** Opening EXERCISE INPUT block **
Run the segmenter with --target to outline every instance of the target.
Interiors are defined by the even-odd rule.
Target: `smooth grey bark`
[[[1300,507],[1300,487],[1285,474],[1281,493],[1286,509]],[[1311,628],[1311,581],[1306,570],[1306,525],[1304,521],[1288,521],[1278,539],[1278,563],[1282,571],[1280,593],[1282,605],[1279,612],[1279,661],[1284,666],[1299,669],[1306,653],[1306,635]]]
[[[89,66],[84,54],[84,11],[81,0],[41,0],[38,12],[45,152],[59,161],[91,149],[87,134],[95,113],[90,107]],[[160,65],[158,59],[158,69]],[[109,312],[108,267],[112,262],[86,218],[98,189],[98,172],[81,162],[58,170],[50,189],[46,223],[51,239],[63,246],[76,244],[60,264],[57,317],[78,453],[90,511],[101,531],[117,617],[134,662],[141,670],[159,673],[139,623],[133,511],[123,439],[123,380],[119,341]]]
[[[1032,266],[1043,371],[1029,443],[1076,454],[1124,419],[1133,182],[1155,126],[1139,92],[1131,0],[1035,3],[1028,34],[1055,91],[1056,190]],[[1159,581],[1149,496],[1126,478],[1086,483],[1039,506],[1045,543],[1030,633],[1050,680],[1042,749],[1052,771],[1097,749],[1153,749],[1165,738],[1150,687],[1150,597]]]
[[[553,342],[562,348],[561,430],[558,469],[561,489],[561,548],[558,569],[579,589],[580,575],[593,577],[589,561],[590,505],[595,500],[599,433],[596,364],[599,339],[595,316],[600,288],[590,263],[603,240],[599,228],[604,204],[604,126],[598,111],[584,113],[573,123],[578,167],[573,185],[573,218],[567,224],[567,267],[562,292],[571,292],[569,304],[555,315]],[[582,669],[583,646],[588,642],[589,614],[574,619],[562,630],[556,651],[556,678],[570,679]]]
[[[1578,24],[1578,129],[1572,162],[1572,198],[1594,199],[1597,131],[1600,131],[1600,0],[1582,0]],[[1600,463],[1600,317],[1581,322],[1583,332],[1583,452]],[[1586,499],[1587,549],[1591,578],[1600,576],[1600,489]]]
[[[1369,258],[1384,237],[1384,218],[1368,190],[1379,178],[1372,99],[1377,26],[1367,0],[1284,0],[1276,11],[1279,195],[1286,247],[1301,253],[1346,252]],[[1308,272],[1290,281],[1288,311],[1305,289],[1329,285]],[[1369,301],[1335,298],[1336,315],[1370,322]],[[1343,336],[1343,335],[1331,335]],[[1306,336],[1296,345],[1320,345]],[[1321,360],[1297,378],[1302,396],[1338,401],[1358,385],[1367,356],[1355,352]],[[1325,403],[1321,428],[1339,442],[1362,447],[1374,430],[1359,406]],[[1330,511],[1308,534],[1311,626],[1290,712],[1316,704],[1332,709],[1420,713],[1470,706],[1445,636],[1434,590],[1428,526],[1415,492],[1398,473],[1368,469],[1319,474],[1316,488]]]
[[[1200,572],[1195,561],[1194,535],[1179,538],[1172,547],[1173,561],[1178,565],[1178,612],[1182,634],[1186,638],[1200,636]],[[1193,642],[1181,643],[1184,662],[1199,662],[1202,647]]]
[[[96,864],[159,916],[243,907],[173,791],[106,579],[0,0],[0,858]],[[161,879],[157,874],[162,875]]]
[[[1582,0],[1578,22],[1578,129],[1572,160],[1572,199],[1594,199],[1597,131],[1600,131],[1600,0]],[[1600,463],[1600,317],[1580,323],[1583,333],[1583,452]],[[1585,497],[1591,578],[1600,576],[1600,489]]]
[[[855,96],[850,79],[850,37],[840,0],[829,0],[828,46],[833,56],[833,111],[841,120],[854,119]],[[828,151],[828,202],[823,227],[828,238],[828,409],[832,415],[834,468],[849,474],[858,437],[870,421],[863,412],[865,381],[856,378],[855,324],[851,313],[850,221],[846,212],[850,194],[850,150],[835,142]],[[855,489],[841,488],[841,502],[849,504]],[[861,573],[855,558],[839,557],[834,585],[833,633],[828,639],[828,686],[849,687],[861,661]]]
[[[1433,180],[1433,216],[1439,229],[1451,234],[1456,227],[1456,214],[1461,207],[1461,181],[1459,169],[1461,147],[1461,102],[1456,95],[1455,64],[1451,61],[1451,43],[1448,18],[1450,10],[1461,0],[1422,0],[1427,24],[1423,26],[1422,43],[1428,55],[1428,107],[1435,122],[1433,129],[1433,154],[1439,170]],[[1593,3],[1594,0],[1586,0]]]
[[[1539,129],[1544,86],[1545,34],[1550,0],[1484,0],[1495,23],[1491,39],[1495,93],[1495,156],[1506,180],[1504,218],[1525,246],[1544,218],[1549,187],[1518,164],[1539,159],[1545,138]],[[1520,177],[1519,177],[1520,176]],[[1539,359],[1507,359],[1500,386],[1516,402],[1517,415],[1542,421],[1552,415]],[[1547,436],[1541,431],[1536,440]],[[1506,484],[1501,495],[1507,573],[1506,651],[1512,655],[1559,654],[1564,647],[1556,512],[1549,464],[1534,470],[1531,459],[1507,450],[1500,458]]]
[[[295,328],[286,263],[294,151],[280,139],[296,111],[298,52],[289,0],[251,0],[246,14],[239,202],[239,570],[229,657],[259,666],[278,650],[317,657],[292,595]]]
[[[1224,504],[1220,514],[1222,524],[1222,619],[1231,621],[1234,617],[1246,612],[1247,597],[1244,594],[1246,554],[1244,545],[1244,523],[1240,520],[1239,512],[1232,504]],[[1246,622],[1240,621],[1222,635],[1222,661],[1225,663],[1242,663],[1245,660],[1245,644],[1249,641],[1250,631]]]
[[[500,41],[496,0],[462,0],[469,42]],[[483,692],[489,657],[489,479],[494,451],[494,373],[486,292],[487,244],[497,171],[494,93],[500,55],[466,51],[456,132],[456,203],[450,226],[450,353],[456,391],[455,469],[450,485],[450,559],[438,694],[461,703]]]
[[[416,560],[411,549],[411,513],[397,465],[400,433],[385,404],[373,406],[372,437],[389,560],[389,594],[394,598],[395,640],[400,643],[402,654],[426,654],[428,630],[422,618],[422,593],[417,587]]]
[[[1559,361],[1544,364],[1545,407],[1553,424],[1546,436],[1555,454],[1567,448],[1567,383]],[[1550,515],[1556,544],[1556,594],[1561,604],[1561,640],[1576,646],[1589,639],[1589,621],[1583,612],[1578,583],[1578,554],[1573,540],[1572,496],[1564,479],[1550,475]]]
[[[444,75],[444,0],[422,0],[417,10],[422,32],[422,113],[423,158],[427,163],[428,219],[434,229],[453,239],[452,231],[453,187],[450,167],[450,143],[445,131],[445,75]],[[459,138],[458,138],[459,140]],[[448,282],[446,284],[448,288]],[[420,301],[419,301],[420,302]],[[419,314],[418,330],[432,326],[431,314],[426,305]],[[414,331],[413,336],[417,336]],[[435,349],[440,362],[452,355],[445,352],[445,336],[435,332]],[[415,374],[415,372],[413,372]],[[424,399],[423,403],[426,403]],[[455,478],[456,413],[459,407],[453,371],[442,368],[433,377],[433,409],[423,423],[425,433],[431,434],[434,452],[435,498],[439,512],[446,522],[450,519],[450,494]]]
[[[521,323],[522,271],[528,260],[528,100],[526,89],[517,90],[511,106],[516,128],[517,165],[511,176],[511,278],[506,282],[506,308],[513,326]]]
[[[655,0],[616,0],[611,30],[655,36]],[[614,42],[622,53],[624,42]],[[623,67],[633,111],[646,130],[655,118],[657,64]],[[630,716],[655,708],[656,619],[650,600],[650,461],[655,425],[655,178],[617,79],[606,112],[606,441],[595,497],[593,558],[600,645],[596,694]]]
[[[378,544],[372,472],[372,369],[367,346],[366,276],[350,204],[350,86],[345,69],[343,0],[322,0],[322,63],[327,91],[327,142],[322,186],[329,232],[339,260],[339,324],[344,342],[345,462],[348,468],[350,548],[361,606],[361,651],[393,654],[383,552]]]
** Closing EXERCISE INPUT block **
* **EXERCISE OBJECTIVE**
The lines from the beginning of the records through the line containing "Interiors are defined by the even-odd rule." should be reproduced exactly. Include nothing else.

* **ANSWER TO THIS PROBLEM**
Run the segmenter with --target to outline every instance of the target.
Interiors are defined by the even-odd rule.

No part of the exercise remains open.